▸ **O QUE FAZER**
Reescreva todos os itens abaixo trocando "black tyre" por "black tire" e mantendo todo o resto igual. Deixe as imagens de fora da resposta.

─── ITENS FORNECIDOS

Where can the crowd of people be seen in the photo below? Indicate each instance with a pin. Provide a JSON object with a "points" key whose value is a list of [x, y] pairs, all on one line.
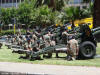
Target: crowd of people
{"points": [[34, 41]]}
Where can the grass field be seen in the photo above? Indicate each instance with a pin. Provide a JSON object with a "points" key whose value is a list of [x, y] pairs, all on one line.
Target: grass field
{"points": [[6, 55]]}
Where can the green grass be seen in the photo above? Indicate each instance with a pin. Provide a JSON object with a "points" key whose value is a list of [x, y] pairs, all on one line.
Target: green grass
{"points": [[6, 55]]}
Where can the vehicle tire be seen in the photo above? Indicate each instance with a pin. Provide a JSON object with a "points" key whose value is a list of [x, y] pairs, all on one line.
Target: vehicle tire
{"points": [[87, 50]]}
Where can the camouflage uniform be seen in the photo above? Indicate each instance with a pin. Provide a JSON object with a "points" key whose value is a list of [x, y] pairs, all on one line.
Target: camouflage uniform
{"points": [[73, 48]]}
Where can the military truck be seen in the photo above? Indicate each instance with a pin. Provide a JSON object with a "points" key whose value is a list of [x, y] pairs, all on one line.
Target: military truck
{"points": [[84, 35]]}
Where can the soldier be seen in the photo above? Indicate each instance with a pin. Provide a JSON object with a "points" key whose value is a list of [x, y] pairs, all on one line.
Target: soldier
{"points": [[73, 49]]}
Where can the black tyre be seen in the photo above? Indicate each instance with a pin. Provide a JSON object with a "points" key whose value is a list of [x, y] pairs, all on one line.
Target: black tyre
{"points": [[87, 50]]}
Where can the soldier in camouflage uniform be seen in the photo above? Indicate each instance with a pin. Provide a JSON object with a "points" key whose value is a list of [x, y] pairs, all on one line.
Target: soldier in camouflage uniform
{"points": [[72, 48]]}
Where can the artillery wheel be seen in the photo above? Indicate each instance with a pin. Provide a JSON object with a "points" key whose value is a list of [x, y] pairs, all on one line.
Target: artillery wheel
{"points": [[87, 50]]}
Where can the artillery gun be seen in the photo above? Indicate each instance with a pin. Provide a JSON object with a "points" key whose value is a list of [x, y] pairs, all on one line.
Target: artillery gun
{"points": [[85, 37]]}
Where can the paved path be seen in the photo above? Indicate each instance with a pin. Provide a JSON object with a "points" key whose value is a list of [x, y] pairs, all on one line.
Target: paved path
{"points": [[48, 69]]}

──────

▸ **TAREFA CONCLUÍDA**
Where can the crowd of people be seen in the photo below? Indicate each instance with a pin. Provide a JSON object with a "points" key whose value is a list of [x, y] pairs, all on one line.
Target: crowd of people
{"points": [[34, 41]]}
Where can the grass field be seen in the photo above? Indicate each instance with a pin. Provide a JSON object with a "points" key whose value is a list of [x, y] pairs, all on one line.
Target: grass field
{"points": [[6, 55]]}
Where can the green grass be seen in the photo above? Indicate each instance with a pin. Provide a JSON object with a "points" key whose value is a list of [x, y] pairs, all on one line.
Target: green grass
{"points": [[6, 55]]}
Where can the vehicle tire be seen in the photo above? Indicate each instance with a pin. Provide a JSON object with a "points" key whose value is a list of [x, y] pairs, all on one line.
Target: vehicle tire
{"points": [[87, 50]]}
Where can the camouflage uniform be seen in the photo above? Indicate each instance with a pin. Provide a JSON object with a "points" key whose value is a list of [x, y] pairs, all on one line.
Target: camouflage uniform
{"points": [[73, 48]]}
Where can the military truck be seen in the photo above? Indicate each instance with a pin. Provide a JSON object with a "points" key whose value is a list of [x, y] pairs, all on one line.
Target: military truck
{"points": [[84, 35]]}
Where can the soldier be seen in the photo above? Indicate each instance with a pin. Provide a JSON object with a "points" key whose value is a list of [x, y] pairs, all on one line.
Target: soldier
{"points": [[73, 49]]}
Where can the black tire be seen in the photo above? Indicate each instance with a pin. Provide a JSON object with a "points" key whose value is a list of [x, y] pairs, all on one line.
Target: black tire
{"points": [[87, 50]]}
Where can the soldier in camouflage uniform be seen in the photo above? Indicate each instance with a pin. Provide a JSON object with a "points" key whose value is a list of [x, y] pairs, all on one line.
Target: soldier in camouflage uniform
{"points": [[72, 48]]}
Where can the artillery wheel be seen in the photo above? Indicate each instance with a pin. Provide a JSON object with a "points" key whose value is a list of [x, y] pairs, all on one line.
Target: artillery wheel
{"points": [[87, 50]]}
Where can the artillery gun be seen in the photo above? Indicate each instance with a pin. Provide a JSON object with a "points" key whose value is a list of [x, y] pairs, all on one line.
Target: artillery gun
{"points": [[85, 37]]}
Where can the paved path be seen in the photo above? Indicate each instance with a pin. Provide a JSON object with a "points" key whose value is a list of [x, y] pairs, all on one line.
Target: paved path
{"points": [[48, 69]]}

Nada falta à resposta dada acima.